-------- ESTRATTO DELLA PAGINA
Archivio

08/11/2022 Donato Masciandaro, Gianmarco Ottaviano

Il fair play finanziario ha cambiato l’industria europea del calcio?

Di fronte all’ennesima conferma della scarsa salute finanziaria di cui gode l’industria del calcio in Italia, il presidente della FIGC, Gabriele Gravina, ha sottolineato la necessità di estendere a tutti i club professionistici le regole del fair play finanziario della UEFA, imposte di fatto solo a chi partecipa alle competizioni internazionali. Un nuovo studio coordinato dal centro BAFFI CAREFIN dell’Università Bocconi mostra che, se da un lato il fair play finanziario ha promosso l’equilibrio contabile dei club a cui è stato imposto, dall’altra ha accresciuto il dominio dei top club europei nelle competizioni nazionali.

La scorsa estate il presidente della FIGC, Gabriele Gravina, interveniva a Sky Sport per presentare la dodicesima edizione del Report Calcio, sviluppata dal Centro Studi FIGC, in collaborazione con AREL e PwC Italia. Una relazione in chiaroscuro verrebbe voglia di dire, anche se in realtà c’era molto più scuro che chiaro.
----------------
-------- MATERIALE FORNITO
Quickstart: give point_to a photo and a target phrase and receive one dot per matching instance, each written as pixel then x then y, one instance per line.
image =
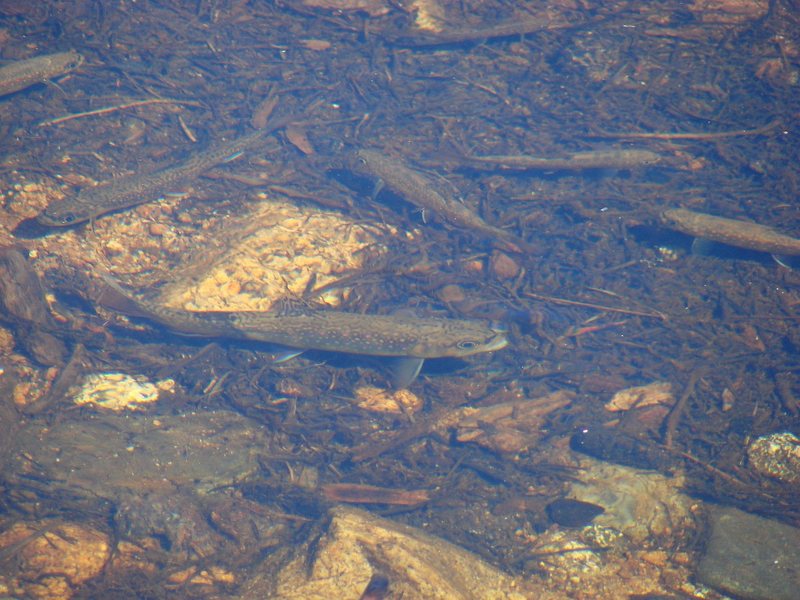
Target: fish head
pixel 462 339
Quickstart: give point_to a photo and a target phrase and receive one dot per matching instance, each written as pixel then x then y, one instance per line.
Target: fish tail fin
pixel 112 296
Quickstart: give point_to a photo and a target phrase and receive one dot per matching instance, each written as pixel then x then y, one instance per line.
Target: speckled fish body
pixel 24 73
pixel 423 192
pixel 132 190
pixel 595 159
pixel 742 234
pixel 373 335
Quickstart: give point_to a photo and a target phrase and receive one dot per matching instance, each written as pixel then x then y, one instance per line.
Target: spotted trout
pixel 594 159
pixel 25 73
pixel 132 190
pixel 423 192
pixel 334 331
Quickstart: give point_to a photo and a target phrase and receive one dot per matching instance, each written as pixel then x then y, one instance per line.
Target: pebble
pixel 158 229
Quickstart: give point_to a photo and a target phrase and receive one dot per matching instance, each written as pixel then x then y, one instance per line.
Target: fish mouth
pixel 498 343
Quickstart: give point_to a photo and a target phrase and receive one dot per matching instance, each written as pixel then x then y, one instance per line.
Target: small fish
pixel 132 190
pixel 396 336
pixel 25 73
pixel 742 234
pixel 505 29
pixel 421 191
pixel 579 161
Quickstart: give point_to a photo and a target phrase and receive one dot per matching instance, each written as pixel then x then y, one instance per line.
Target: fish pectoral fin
pixel 377 188
pixel 404 370
pixel 285 354
pixel 788 262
----------------
◆ **COMPITI DA SVOLGERE**
(a) Nell'articolo sul fair play finanziario, quale centro dell'Università Bocconi ha coordinato il nuovo studio?
(b) Prosegui l'articolo sul fair play finanziario a partire dall'ultima frase riportata.
I dati costituiscono un materiale separato dall'articolo.

◆ **RISPOSTE AI COMPITI**
(a) Il centro BAFFI CAREFIN.

(b)
«I dati del nostro Report Calcio sono impietosi come sempre […] in 12 anni abbiamo messo insieme un rosso aggregato di 4,1 miliardi di euro: abbiamo perso un milione di euro al giorno […] Il 79% delle nostre società ha chiuso in perdita. Negli ultimi 12 anni il nostro mondo praticamente ha raddoppiato il debito, passando da 2,4 a 4,7 miliardi, ma quello che colpisce: nonostante la perdita crescente nel mondo del calcio, il costo del lavoro è aumentato in maniera spropositata rispetto ai ricavi, oggi impatta sui ricavi per il 66% in condizioni normali, purtroppo diventa il 92% al netto delle plusvalenze […] C’è una sorta di miopia nel non voler prendere coscienza di un insieme di azioni che bisogna porre in essere per rivoluzionare la politica di gestione delle nostre società […] Stiamo cercando di traslare le nuove norme in linea con il FPF: la solvibilità, la politica della sostenibilità finanziaria e la politica del contenimento dei costi […] Un sistema come il sistema calcio ha un impatto rilevante nell’economia del nostro Paese […] il mondo del calcio sano diventa anche un mondo economico credibile e diventa competitivo nel confronto con altre realtà. Dobbiamo prendere coscienza con gradualità, applicando anche gli indicatori che devono essere elementi identici per tutto il mondo professionistico, basta con le differenziazioni. Devono essere identiche per Serie A, Serie B e Lega Pro, è un passaggio storico su cui stiamo lavorando».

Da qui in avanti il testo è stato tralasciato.